▶ _Set task_
Write out every line of the listing below word for word, omitting the pictures.

=== Given data ===

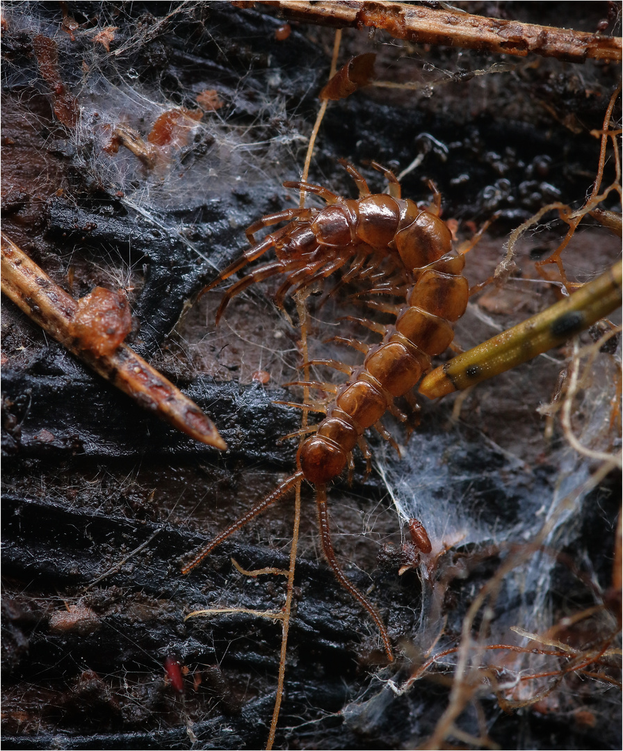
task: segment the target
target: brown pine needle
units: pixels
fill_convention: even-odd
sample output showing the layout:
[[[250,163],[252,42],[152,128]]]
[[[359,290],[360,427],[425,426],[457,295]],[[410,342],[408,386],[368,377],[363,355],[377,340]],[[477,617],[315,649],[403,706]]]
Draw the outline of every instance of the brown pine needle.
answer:
[[[119,294],[98,287],[74,300],[4,234],[2,272],[5,294],[72,354],[143,409],[197,441],[227,448],[194,402],[122,343],[131,321],[127,301]]]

===

▶ _Reply to the task_
task: segment the target
target: brown pine needle
units: pixels
fill_convention: even-odd
sample output showing the layout:
[[[250,163],[252,42],[152,128]]]
[[[359,290],[360,427],[425,426],[457,295]],[[410,342],[408,386],[368,377],[363,355],[377,340]],[[477,617],[315,649],[403,706]]]
Draw the outline of every instance of the brown pine needle.
answer:
[[[119,294],[98,287],[74,300],[4,234],[2,272],[5,294],[72,354],[143,409],[197,441],[227,448],[194,402],[122,343],[131,321],[127,301]]]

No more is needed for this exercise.